### TASK INPUTS

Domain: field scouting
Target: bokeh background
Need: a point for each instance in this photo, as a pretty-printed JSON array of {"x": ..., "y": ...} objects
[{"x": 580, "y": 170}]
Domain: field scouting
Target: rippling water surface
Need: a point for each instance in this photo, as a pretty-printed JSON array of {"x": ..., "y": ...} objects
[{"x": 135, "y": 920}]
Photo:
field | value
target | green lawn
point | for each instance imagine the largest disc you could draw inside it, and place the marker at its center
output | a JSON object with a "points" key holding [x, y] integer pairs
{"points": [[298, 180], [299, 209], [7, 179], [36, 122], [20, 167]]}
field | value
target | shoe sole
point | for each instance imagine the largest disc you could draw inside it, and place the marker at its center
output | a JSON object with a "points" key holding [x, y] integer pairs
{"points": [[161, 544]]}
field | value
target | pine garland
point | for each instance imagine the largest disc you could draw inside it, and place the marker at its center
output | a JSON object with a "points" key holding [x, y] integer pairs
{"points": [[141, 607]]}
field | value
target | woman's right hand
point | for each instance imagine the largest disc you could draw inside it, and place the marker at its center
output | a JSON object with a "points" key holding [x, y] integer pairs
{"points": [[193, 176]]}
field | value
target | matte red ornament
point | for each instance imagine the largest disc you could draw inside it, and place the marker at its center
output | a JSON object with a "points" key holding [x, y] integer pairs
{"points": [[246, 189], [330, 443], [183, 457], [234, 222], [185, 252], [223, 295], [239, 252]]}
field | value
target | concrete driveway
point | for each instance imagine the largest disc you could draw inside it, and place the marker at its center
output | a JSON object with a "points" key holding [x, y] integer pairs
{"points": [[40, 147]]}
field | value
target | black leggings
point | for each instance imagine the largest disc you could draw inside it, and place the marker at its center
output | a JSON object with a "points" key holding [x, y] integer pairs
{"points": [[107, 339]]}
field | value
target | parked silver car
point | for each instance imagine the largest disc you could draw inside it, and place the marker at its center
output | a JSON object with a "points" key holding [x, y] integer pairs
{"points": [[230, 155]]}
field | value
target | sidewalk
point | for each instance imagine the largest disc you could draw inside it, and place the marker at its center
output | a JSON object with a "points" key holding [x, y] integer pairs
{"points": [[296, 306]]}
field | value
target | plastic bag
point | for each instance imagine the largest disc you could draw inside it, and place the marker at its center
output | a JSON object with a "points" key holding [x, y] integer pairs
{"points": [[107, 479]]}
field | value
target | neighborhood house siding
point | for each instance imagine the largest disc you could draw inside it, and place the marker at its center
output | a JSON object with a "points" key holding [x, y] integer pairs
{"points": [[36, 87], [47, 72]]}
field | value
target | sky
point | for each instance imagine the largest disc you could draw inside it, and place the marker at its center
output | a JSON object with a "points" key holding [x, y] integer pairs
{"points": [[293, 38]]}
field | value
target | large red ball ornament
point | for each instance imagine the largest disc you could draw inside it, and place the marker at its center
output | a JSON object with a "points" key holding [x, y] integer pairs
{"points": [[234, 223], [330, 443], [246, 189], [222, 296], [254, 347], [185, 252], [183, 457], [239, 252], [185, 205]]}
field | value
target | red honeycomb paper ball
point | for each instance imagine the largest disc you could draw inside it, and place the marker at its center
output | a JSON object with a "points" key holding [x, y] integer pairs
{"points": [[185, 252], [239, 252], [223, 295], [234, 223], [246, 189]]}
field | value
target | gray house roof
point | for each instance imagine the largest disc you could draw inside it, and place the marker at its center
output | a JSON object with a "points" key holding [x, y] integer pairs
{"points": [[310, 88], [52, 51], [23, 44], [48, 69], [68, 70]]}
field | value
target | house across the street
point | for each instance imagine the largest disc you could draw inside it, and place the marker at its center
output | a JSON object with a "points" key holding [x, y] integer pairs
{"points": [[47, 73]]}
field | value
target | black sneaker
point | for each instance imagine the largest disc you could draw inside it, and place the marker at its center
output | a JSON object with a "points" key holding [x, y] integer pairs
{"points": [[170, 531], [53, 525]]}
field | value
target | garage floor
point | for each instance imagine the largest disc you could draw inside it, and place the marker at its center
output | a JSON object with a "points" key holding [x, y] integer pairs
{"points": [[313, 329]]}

### WRITTEN INSTRUCTION
Using the listing above, please repeat every entry exactly.

### WRITTEN RESPONSE
Domain: field scouting
Target: bokeh background
Need: a point for each instance in this photo, as a pretty-printed JSON array of {"x": ..., "y": ...} objects
[{"x": 580, "y": 170}]
Domain: field scouting
Target: rippling water surface
Need: a point for each instance in this photo, as a pretty-printed JSON array of {"x": ..., "y": ...} objects
[{"x": 135, "y": 920}]
Photo:
field | value
target | green lawn
point | for each instance imagine the largest disc you could draw inside it, and place the marker at its center
output | a JSON object with a "points" key holding [x, y] integer pairs
{"points": [[298, 180], [299, 209], [7, 179], [36, 122], [20, 167]]}
field | value
target | shoe sole
point | for each instance imagine the largest disc you could draw inside it, and place the marker at its center
output | a JSON object with a "points" key holding [x, y] integer pairs
{"points": [[161, 544]]}
field | value
target | pine garland
point | for each instance imagine the largest disc you could draw inside it, and place the marker at its center
output | a JSON object with a "points" key holding [x, y] integer pairs
{"points": [[141, 607]]}
field | value
target | woman's right hand
point | for each instance imagine the largest disc you could draw inside it, and place the marker at its center
output | a JSON object with a "points" key holding [x, y] integer pairs
{"points": [[193, 176]]}
field | value
target | matte red ornament
point | for each instance imagine the largest disc you could draw inside it, and place the marker at its center
output | a JSON object with a "points" key holding [x, y] integer pairs
{"points": [[246, 189], [330, 443], [183, 457], [234, 222], [185, 252], [223, 295], [239, 252]]}
field | value
target | concrete driveway
point | for each instance imagine the largest disc you could draw inside it, and place the marker at its center
output | a JSON object with a "points" key holding [x, y] integer pairs
{"points": [[40, 147]]}
field | value
target | black leggings
point | for each instance imagine the largest disc you could draw inside it, and place the marker at its center
output | a JSON object with a "points" key holding [x, y] integer pairs
{"points": [[107, 339]]}
field | value
target | parked silver car
point | for each instance imagine the largest disc you could draw inside it, and place the marker at its center
output | a JSON object with a "points" key holding [x, y] integer pairs
{"points": [[230, 155]]}
field | value
target | sidewalk
point | for each instance imagine the largest disc you could draw inside it, and place the marker at its center
output | a JSON object with a "points" key holding [x, y] integer pairs
{"points": [[296, 306]]}
field | value
target | plastic bag
point | for each instance imagine the largest disc you could draw inside it, and place the marker at its center
output | a JSON object with a "points" key holding [x, y] integer pairs
{"points": [[107, 479]]}
field | value
target | neighborhood house siding
point | for each instance imagine the largest disc you could draw inside it, and place the marker at its center
output | a JSON object with a "points" key holding [x, y] integer pairs
{"points": [[36, 87], [47, 72]]}
field | value
target | sky
point | for each instance imagine the largest disc you could draw inside it, and place the marker at its center
output | a JSON object with a "points" key holding [x, y] integer pairs
{"points": [[293, 38]]}
field | value
target | large red ball ornament
point | for each instance imagine the largest disc you could draw inside it, and place the marker at its center
output | a JSON object with a "points" key holding [x, y] integer pairs
{"points": [[234, 223], [330, 443], [246, 189], [222, 296], [254, 347], [185, 252], [183, 457], [239, 252], [185, 205]]}
field | value
target | red honeycomb paper ball
point | for each instance imagine the largest disc you could draw inside it, and place the marker at its center
output | a JSON object with a "points" key holding [x, y] integer pairs
{"points": [[185, 252], [239, 252], [223, 295], [234, 223], [246, 189]]}
field | value
target | gray house roof
point | for each instance imagine the largest disc you could draw inside it, and place the marker at its center
output | a JSON object with a "points" key holding [x, y] integer pairs
{"points": [[310, 88], [52, 51], [23, 44], [48, 69], [68, 70]]}
field | value
target | house across the street
point | for each instance imagine the largest disc you could draw inside it, and place the marker at its center
output | a JSON object with a "points" key holding [x, y] integer pairs
{"points": [[47, 73]]}
field | value
target | black sneaker
point | for each instance imagine the largest disc you could draw inside it, and place the marker at its center
output | a JSON object with a "points" key holding [x, y] integer pairs
{"points": [[170, 531], [53, 525]]}
field | value
target | garage floor
point | for each instance imagine the largest disc you could draw inside it, and place the marker at its center
output | a JSON object with a "points" key holding [x, y] integer pairs
{"points": [[313, 329]]}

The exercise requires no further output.